*THE REQUEST*.
Transcribe every entry word for word, leaving out all images.
-- START MATERIAL FOR THIS EXERCISE --
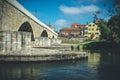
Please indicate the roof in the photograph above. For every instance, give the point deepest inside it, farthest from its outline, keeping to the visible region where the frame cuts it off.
(74, 24)
(26, 12)
(70, 29)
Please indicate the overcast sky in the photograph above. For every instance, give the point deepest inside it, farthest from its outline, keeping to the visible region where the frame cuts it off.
(61, 13)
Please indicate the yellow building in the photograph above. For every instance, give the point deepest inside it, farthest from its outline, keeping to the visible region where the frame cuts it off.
(92, 31)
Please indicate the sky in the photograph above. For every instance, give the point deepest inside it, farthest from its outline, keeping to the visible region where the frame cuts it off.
(62, 13)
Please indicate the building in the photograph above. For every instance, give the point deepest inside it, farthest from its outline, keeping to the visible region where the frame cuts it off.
(75, 30)
(92, 31)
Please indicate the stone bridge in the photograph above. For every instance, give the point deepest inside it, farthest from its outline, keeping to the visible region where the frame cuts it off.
(20, 29)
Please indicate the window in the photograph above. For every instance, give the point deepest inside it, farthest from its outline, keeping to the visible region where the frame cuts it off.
(96, 33)
(92, 29)
(89, 29)
(97, 29)
(89, 25)
(86, 28)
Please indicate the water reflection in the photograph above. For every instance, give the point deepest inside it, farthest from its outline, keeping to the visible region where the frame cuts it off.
(99, 66)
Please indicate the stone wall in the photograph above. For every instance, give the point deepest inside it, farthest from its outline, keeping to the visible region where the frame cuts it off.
(12, 41)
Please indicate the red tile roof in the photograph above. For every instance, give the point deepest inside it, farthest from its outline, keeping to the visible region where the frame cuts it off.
(70, 29)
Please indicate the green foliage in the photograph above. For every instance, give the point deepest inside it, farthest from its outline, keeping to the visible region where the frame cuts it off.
(114, 25)
(105, 31)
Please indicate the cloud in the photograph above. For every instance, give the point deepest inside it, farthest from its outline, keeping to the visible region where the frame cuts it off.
(60, 22)
(78, 10)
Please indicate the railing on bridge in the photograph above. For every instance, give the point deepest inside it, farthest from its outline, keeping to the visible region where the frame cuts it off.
(13, 40)
(17, 40)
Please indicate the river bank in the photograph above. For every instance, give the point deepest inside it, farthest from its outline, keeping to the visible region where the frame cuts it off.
(53, 53)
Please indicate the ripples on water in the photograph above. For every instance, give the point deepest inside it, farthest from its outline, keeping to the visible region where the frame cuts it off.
(99, 66)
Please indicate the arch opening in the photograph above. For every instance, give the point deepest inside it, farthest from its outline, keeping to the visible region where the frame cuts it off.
(26, 27)
(44, 34)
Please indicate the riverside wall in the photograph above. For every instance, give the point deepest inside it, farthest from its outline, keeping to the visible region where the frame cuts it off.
(13, 40)
(29, 58)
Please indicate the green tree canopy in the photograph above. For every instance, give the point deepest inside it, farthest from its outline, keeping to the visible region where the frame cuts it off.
(105, 31)
(114, 25)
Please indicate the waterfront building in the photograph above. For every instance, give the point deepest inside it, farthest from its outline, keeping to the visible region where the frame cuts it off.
(75, 30)
(92, 31)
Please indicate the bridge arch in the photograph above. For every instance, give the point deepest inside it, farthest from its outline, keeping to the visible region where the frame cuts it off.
(26, 27)
(44, 34)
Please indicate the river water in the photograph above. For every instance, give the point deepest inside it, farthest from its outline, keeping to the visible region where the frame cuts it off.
(99, 66)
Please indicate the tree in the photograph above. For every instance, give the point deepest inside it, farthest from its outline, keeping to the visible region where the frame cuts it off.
(114, 25)
(105, 31)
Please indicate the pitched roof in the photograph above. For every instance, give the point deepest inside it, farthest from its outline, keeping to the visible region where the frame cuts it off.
(74, 24)
(70, 29)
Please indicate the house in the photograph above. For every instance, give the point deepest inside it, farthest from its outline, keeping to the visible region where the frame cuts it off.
(75, 30)
(92, 31)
-- END MATERIAL FOR THIS EXERCISE --
*EXERCISE RESULT*.
Please indicate the roof in the photograph above. For every instance, give the point deepest inside it, farthest from its outline, keeping to the visible region where the frame cuts it off.
(74, 24)
(26, 12)
(70, 29)
Please indicate the overcast sky in the photograph above. For every instance, give the point deepest inside it, farthest from its outline, keeping to the visible region where the frame cuts it off.
(61, 13)
Please indicate the yellow building in the photograph above. For every instance, give the point deepest inside it, farthest from its outline, keeping to the visible region where the frame cuts it off.
(92, 31)
Please indicate the sky in the photograph above. For every instance, give the point deepest inside it, farthest from its outline, keeping to the visible region where the frame cuts it off.
(62, 13)
Please indicate the building in the photograph above. For every instance, give the point deepest inside it, farthest from its outline, keeping to the visible region where the frame cuts it off.
(75, 30)
(92, 31)
Please indicate the stone bridge in the photograph above. For every instance, give the point deepest inside it, farthest from its outline, keeping to the visible region where the frame cuts it off.
(20, 29)
Please indicate the window in the photograph above. For every instance, give the point deepest inside it, farthest from its outline, keeping to the visible region where the frame cuts it off.
(96, 33)
(92, 29)
(89, 29)
(97, 29)
(89, 25)
(86, 28)
Please indicate the water reflection in the photograph above. For every instance, give the point deepest inside it, farthest from its outline, keeping to the visible region where the frame cuts it off.
(99, 66)
Please indicate the stone wall in the photograph above. For every instance, give the point deepest inside it, farthest from its outline, keeping to the visible region where the frame cuts it off.
(12, 41)
Please indicate the red tile roof in the photograph above. For every instance, give the point deepest inside it, farthest from its outline, keeping to the visible region where the frame cuts it off.
(70, 29)
Please indicate the green foliage in the photograph above. For every instance, give the point deepest inside it, farthest from its outline, keeping to the visible region where the frame cuts it off.
(114, 25)
(105, 31)
Please indicate the cloud in the photograph above. For every instance, give the point deepest inside it, farthest from its outline, keeping to the visible region where the frame cuts it off.
(60, 22)
(78, 10)
Please indicate the railing on bridge in the photograph above. For every instance, give the point deepest inside it, farthest from its outline, keeping to the visible region where the frame cuts it off.
(13, 40)
(17, 40)
Please indicate the river bank in the photograph above. For every instance, give the point deepest inside it, farthest from its outline, keeping to the visible region where the frame cuts it off.
(53, 53)
Please indicate the ripples on water in the photograph above. For every instance, give the point deepest inside it, farthest from its outline, keeping to the visible region where the frame cuts it off.
(99, 66)
Please indicate the arch opening in the photograph above. For every instance, give the point deepest inside it, farthest from its outline, keeping to the visible region where the frame cuts it off.
(26, 27)
(44, 34)
Please indicate the riverside wall in the photograph above. For every instance, give the point deepest inside it, farthest from its outline, keeping to the visible region where the frame cuts it off.
(13, 40)
(29, 58)
Please indicate the green tree canopy in the photograph above. For every instance, give the point deepest inside it, farthest from its outline, keeping to the visible region where the frame cuts it off.
(105, 31)
(114, 25)
Please indicate the waterfront building in the photograph above. For every instance, give the point deepest inside it, farthest from its outline, keeping to the visible region where the frame cuts it off.
(75, 30)
(92, 31)
Please indicate the bridge arch in the photograph above. For every instance, give the point deepest inside it, farthest from its outline, keeping to the visible region where the frame cuts it off.
(26, 27)
(44, 34)
Please indicate the river water in the photograph above. For every instance, give the point deepest inside it, farthest from its outline, keeping to the visible region where the frame cuts it off.
(99, 66)
Please indicate the tree in the photograph above. For every instance, give the point deepest inside it, farthest from its outline, keeping to the visible region where the frame cuts it off.
(114, 25)
(105, 31)
Please indicate the pitched roof in the photograph above. For every instance, give the point deepest inside it, farthest from its outline, keeping to the visible region where the frame cuts it off.
(74, 24)
(70, 29)
Please indicate the house in the photograph above. For every instance, give the point deepest inside it, farthest from its outline, keeping to the visible region where the frame cuts it off.
(75, 30)
(92, 31)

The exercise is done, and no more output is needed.